GOAL OF THE EXERCISE: Convert every line of all the records below into a JSON list of strings, one string per line, leaving out any blank lines.

Items drawn from a data source:

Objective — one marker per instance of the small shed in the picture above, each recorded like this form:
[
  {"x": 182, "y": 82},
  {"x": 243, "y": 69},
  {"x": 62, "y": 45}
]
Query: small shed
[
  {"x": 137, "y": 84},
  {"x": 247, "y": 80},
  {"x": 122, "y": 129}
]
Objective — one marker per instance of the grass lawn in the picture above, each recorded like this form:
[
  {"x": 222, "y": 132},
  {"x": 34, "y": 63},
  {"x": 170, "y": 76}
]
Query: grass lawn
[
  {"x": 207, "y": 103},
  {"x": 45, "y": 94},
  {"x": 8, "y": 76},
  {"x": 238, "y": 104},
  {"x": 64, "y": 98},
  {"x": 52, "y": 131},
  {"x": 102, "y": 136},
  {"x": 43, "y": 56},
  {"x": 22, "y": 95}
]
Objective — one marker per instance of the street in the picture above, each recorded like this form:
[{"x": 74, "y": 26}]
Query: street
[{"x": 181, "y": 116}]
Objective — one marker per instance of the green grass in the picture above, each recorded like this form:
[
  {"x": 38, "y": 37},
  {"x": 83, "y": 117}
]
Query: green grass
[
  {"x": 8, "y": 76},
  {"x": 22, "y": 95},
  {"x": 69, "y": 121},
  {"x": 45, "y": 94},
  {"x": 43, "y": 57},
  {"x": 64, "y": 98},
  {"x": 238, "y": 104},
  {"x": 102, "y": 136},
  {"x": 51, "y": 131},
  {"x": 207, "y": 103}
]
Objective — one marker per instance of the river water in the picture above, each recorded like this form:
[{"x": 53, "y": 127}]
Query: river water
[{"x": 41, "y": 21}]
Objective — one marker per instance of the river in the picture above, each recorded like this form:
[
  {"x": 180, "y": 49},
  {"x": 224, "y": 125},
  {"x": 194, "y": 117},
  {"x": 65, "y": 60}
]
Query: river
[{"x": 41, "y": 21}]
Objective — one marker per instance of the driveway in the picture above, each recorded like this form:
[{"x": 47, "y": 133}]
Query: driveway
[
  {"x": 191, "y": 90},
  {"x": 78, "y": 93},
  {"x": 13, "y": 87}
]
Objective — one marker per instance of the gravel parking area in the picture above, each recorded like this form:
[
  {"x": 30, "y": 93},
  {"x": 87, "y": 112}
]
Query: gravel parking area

FULL RESPONSE:
[
  "Objective — one marker per instance of the small shed in the picture above, each recorded like this form:",
  "[",
  "  {\"x\": 182, \"y\": 82},",
  "  {\"x\": 243, \"y\": 69},",
  "  {\"x\": 62, \"y\": 45}",
  "]",
  "Query: small shed",
  "[",
  "  {\"x\": 137, \"y\": 84},",
  "  {\"x\": 247, \"y\": 80},",
  "  {\"x\": 122, \"y\": 129}",
  "]",
  "Objective — one marker per instance of the grass lawn in the picture above, each recorded like this form:",
  "[",
  "  {\"x\": 222, \"y\": 132},",
  "  {\"x\": 34, \"y\": 63},",
  "  {\"x\": 170, \"y\": 76}",
  "]",
  "Query: grass lawn",
  "[",
  "  {\"x\": 207, \"y\": 103},",
  "  {\"x\": 45, \"y\": 94},",
  "  {\"x\": 8, \"y\": 76},",
  "  {\"x\": 238, \"y\": 104},",
  "  {\"x\": 64, \"y\": 98},",
  "  {\"x\": 52, \"y\": 131},",
  "  {\"x\": 102, \"y\": 136},",
  "  {\"x\": 43, \"y\": 56},",
  "  {\"x\": 22, \"y\": 95}",
  "]",
  "Objective — one marker per instance of the street in the picture above, each recorded like this form:",
  "[{\"x\": 74, \"y\": 26}]",
  "Query: street",
  "[{\"x\": 181, \"y\": 116}]",
  "Objective — one marker per instance of the green grass in the picture above, each recorded like this form:",
  "[",
  "  {\"x\": 38, \"y\": 37},",
  "  {\"x\": 83, \"y\": 117}",
  "]",
  "Query: green grass",
  "[",
  "  {\"x\": 8, \"y\": 76},",
  "  {\"x\": 22, \"y\": 95},",
  "  {\"x\": 69, \"y\": 121},",
  "  {\"x\": 45, \"y\": 94},",
  "  {\"x\": 43, \"y\": 57},",
  "  {\"x\": 64, \"y\": 98},",
  "  {\"x\": 238, \"y\": 104},",
  "  {\"x\": 102, \"y\": 136},",
  "  {\"x\": 51, \"y\": 131},",
  "  {\"x\": 207, \"y\": 103}",
  "]",
  "Objective — one marker per instance of the river water in the picture above, each recorded like this form:",
  "[{\"x\": 53, \"y\": 127}]",
  "Query: river water",
  "[{\"x\": 41, \"y\": 21}]",
  "Objective — one marker per instance of the river in the picture above, each recorded like this form:",
  "[",
  "  {\"x\": 180, \"y\": 49},",
  "  {\"x\": 224, \"y\": 125},",
  "  {\"x\": 194, \"y\": 117},",
  "  {\"x\": 65, \"y\": 60}",
  "]",
  "Query: river",
  "[{\"x\": 41, \"y\": 21}]",
  "Objective — one marker per instance of the driveway in the picture above, each recorded like this form:",
  "[{\"x\": 47, \"y\": 133}]",
  "Query: driveway",
  "[",
  "  {\"x\": 191, \"y\": 90},",
  "  {\"x\": 78, \"y\": 93},",
  "  {\"x\": 13, \"y\": 87}",
  "]",
  "Objective — one marker per instance of the gravel parking area in the picture above, each recorded like this form:",
  "[",
  "  {\"x\": 30, \"y\": 93},",
  "  {\"x\": 87, \"y\": 112}",
  "]",
  "Query: gravel parking area"
]